** Start of Given text **
Wednesday, 13 December 2017

Drying Clothes Inside Could Be Unhealthy*



*This is a collaborative post*

December not only heralds the (traditional) start of the festive season, but it's also the middle of winter. Time spent outside is kept to a minimum – if you can help it!. And if you're hanging washing outside, the only 8 hours of daylight means you need to be quick!

It comes as no surprise that many of us in the UK choose to dry our clothes indoors. If not for the cold or the lack of sunlight, the 30 to 40 days of rain in winter makes this seem a sensible decision.

So, it came as a bit of a surprise when I read this article on drying clothes inside.

The Risks Of Drying Clothes Indoors

The article is based on three years worth of research conducted in Glasgow. Scientist found that an average load of washing releases 2 litres of moisture during the drying process. 

This extra moisture makes it easier for mould to grow inside our homes and for more dust mites. This can cause respiratory problems, particularly for the elderly, infants and allergy-sufferers.
** End of Given text **
Exercise instructions:
1: In the post on drying clothes indoors, in which city was the research conducted?
2: Resume the blog post about drying clothes indoors, beginning right after its final sentence.
** Start of Information given **
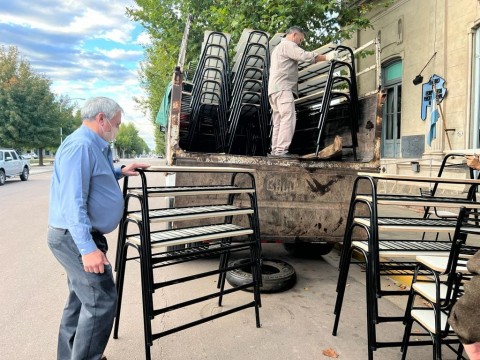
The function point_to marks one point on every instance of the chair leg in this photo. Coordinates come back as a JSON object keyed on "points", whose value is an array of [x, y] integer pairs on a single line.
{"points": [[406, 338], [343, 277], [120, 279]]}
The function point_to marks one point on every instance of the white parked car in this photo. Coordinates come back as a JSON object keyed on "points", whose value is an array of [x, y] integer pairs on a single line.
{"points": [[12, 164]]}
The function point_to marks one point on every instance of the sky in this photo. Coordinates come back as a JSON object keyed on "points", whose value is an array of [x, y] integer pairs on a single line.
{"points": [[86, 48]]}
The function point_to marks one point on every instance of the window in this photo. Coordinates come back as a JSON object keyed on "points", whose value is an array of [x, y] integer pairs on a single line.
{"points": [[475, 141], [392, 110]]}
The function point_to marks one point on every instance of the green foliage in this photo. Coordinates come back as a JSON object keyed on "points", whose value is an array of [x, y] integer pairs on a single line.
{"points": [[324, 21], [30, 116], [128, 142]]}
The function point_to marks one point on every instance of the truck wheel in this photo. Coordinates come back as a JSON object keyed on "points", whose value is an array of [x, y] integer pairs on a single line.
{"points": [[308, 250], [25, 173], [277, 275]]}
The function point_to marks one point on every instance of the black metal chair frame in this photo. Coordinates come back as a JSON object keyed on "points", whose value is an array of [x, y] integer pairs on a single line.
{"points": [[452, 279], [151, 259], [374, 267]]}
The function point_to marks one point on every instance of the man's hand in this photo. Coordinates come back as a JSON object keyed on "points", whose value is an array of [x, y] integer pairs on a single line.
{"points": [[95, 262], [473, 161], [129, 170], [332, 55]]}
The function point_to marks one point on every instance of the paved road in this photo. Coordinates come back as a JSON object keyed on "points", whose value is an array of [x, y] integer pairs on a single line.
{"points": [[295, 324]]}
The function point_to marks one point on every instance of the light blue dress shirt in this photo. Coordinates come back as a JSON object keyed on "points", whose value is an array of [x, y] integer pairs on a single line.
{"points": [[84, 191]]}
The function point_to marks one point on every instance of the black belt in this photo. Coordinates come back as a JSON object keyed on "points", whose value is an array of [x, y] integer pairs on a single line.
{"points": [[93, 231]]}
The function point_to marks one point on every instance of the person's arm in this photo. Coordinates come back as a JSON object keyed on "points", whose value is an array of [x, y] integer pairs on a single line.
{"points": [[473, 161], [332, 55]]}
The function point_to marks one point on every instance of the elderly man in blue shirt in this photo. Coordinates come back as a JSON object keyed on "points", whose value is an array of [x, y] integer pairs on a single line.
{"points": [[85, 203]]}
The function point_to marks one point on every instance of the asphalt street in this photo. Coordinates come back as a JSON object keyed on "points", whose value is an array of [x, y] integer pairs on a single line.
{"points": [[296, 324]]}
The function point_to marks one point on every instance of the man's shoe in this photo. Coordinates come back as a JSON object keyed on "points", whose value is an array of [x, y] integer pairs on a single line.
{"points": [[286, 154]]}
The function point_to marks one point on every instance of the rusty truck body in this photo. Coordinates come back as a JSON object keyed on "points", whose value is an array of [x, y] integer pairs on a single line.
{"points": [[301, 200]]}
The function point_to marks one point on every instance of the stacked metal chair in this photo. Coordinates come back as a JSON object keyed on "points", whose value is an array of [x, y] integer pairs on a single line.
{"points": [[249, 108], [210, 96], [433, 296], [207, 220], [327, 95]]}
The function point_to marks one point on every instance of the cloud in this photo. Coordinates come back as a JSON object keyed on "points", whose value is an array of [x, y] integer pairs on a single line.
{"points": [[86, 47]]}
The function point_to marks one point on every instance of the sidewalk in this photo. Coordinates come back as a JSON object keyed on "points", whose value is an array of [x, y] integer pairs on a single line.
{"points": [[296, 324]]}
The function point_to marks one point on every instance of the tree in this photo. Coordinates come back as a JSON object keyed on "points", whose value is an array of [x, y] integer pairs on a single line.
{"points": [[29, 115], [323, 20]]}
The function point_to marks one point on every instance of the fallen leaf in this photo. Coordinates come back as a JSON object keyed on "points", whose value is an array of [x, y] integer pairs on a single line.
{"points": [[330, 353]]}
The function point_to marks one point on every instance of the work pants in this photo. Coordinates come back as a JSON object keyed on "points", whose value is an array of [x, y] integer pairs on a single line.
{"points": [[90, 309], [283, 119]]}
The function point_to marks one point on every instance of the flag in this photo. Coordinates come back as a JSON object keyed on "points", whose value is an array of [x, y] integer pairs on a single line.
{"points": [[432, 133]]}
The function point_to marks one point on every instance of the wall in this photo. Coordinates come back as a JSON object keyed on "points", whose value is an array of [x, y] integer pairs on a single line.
** End of Information given **
Outputs:
1: Glasgow

2:
Why We Shouldn't Rely On Radiators

Experts say that if use radiators to dry clothes, you shouldn't overload them. Completely covering them with clothes will make your boiler work harder and increase your energy bills.

What Can We Do?

One solution to the problem is to use a tumble dryer. In America, they're much more common where as we tend to worry (quite rightly!) about the increased running costs and environmental impact of using them. A greener alternative is to have a separate area for drying clothes to dry.

Ideally, the place should be heated and have an extractor fan. Failing this, opening a window (whenever possible in winter!) will really help as it lets the air circulate.

I know quite a few people who dry their clothes over their bath-tub. This isn't that bad of an idea – as long as you keep the extractor fan on 24/7. And who does that? If you don't, you're going to add to the moisture in an already humid environment. Which could lead to mould growing in your bathroom.  

Not what you want to see (or inhale) the first thing in the morning!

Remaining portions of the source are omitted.